▶ Provided passage
We calculate the mine is now around 17 months behind schedule. It was to have produced coal this year, but not a sod has been turned. Meanwhile, Solid Energy says it is still considering (“doing work on”) whether to reopen the Kopako 1 mine in the Maramarua coalfield about 5km from the Mangatangi site. This seems to be a re-consideration.

They obtained resource consent for this in 2006 from Environment Waikato. Their website recently announced it and carried job recruitment advertisements, but these have since been removed. An announcement was also seen in the local Franklin paper, and their annual report refers to “resuming production from our Maramarua opencast mining area”.

A local resident received a notice in his letterbox in November saying the mine was going to be reopened; machinery has been moved on site and some surface earthworks done but no coal seems to have been removed yet.

We assume this was a firm proposal until the latest round of Solid Energy’s financial disasters, which may have caused a rethink. Solid Energy said in its 2014 annual report that it has renewed contracts with the two largest coal users in NZ, Genesis (which runs the Huntly power station) and NZ Steel.

In addition, it had signed a new contract for over 100,000 tpy with an un-named customer. Only Fonterra uses coal on this scale. The only alternative we can imagine is a very large new industry that nobody seems to have heard of.

While the NBR report on the latest statements from Fonterra and Solid Energy says we “claimed” Fonterra is the third largest coal user in the country, that is not open to dispute. The figures are all published year by year in MBIE’s Energy in New Zealand report (formerly Energy Data File).

Given the current world price of coal, no business in their right mind would start a new mine for export, so there must be a local customer.

Consider this:

Fonterra has only three coal-fired milk drying plants in the North Island, Waitoa, Te Awamutu and Hautapu, all in the Waikato.Together, they use roughly 120,000 tpy. They have been supplied from Fonterra’s subsidiary,

Glencoal‘s Kopako 3 mine which was scheduled to run out at the end of 2014. Fonterra now says it is due to run out in 2017. It is unclear from observation whether it is still producing some coal, but there is not much machinery there.

Mangatangi (over 100,000 tpy) was planned and scaled to replace Kopako 3 and supply those three plants. If Fonterra has a contract with Solid Energy for more than 100,000 tpy those plants cannot use Mangatangi coal as well.

▶ Given information
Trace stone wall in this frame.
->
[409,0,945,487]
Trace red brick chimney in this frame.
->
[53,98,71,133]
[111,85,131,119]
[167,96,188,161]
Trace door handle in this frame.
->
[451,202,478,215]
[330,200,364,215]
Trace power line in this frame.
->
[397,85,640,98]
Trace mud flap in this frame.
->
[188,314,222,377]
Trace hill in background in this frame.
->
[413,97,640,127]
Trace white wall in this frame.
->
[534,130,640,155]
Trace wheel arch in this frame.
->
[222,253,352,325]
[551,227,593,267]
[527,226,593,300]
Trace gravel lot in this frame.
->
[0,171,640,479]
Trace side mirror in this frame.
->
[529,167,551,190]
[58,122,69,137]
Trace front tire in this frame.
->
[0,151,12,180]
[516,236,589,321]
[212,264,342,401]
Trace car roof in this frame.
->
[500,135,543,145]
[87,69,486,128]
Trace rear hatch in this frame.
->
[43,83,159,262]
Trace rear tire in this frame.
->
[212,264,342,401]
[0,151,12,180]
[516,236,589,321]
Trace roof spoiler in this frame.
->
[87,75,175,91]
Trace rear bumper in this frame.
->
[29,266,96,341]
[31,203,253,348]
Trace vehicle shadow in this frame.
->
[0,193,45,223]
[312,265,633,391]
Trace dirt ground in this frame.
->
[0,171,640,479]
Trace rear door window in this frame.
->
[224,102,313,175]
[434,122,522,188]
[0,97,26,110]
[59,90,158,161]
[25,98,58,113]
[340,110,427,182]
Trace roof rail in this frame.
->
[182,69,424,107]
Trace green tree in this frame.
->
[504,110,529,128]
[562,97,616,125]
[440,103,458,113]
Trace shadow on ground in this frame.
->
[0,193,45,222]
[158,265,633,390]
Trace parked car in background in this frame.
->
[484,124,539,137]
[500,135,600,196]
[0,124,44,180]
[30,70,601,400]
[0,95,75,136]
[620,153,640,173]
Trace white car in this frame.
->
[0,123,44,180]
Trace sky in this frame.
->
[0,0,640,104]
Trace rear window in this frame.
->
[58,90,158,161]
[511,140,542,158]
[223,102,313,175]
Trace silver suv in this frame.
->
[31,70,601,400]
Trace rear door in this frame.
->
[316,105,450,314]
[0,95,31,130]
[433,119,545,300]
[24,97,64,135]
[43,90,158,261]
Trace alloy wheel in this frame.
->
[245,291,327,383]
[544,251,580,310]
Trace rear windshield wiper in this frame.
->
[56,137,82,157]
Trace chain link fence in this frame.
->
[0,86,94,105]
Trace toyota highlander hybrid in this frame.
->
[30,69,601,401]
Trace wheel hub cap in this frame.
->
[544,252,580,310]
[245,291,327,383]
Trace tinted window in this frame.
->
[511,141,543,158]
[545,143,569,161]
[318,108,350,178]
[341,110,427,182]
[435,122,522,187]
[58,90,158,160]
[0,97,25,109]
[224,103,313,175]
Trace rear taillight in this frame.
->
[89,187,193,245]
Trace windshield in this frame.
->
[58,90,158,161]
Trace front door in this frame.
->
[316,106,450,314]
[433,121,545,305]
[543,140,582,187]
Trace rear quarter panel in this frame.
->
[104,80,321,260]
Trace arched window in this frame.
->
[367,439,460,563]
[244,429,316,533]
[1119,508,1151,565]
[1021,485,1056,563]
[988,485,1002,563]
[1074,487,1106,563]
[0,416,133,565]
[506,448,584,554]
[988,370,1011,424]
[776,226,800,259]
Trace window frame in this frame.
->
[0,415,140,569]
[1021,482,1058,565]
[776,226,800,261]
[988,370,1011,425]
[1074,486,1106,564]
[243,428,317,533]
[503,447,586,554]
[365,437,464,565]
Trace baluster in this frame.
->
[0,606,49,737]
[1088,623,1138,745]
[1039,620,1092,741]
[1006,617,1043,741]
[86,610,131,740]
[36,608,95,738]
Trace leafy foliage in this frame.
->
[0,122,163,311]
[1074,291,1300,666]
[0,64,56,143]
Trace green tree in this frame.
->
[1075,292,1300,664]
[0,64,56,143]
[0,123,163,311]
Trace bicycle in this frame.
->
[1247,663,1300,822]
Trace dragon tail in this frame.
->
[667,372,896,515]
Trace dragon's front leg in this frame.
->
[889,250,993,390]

▶ What you are asked to do
Continue the passage on Solid Energy's coal supply to Fonterra's Waikato plants, picking up after its last sentence.

▶ Response area
Solid Energy says in its attempted rebuttal that it sells coal from Rotowaro to Fonterra for its milk drying plants. That will be how they are meeting the new contract while they decide about Kopako 1.

Rotowaro produces a little under a million tonnes a year and is also in decline but is clearly capable of supplying Fonterra’s three North Island plants without reopening Kopako 1 if Solid Energy continues to contract its operations.

Whatever they decide, it is not possible for both mines to go ahead and supply Fonterra, which was the point of our original blog. Fonterra has not commented on contracts with Solid Energy but has clearly “sneaked around the corner”.

Why does all this matter? It matters because coal is the biggest contributor world wide to climate change, and most of what is left must stay in the ground if we are to prevent climate chaos. This is the real issue – everything else is obfuscation.

Unlike NZ Steel, which has very limited options, Fonterra has a ready alternative. Wood chips from forestry residues can run boilers for heat, and in many NZ industries they do already. Fonterra has claimed for over a year now that it is actively investigating renewable fuels for its heat plant, but has made no demonstrable progress and has stopped the trials it was doing at Studholme. fonterra_use_wood_waste

Why are these two companies prevaricating and trying to confuse? What we need is some transparency and some honest communication.

Footnote: there have been media claims that Coal Action Network Aotearoa is trying to stop coal mining. It is very clear on our website that we are not – we are trying to stop new mines opening so the rest can be phased out as they deplete and miners retire, without the abrupt and deep disruptions in coal mining communities that Solid Energy has caused with its drastic and sudden layoffs.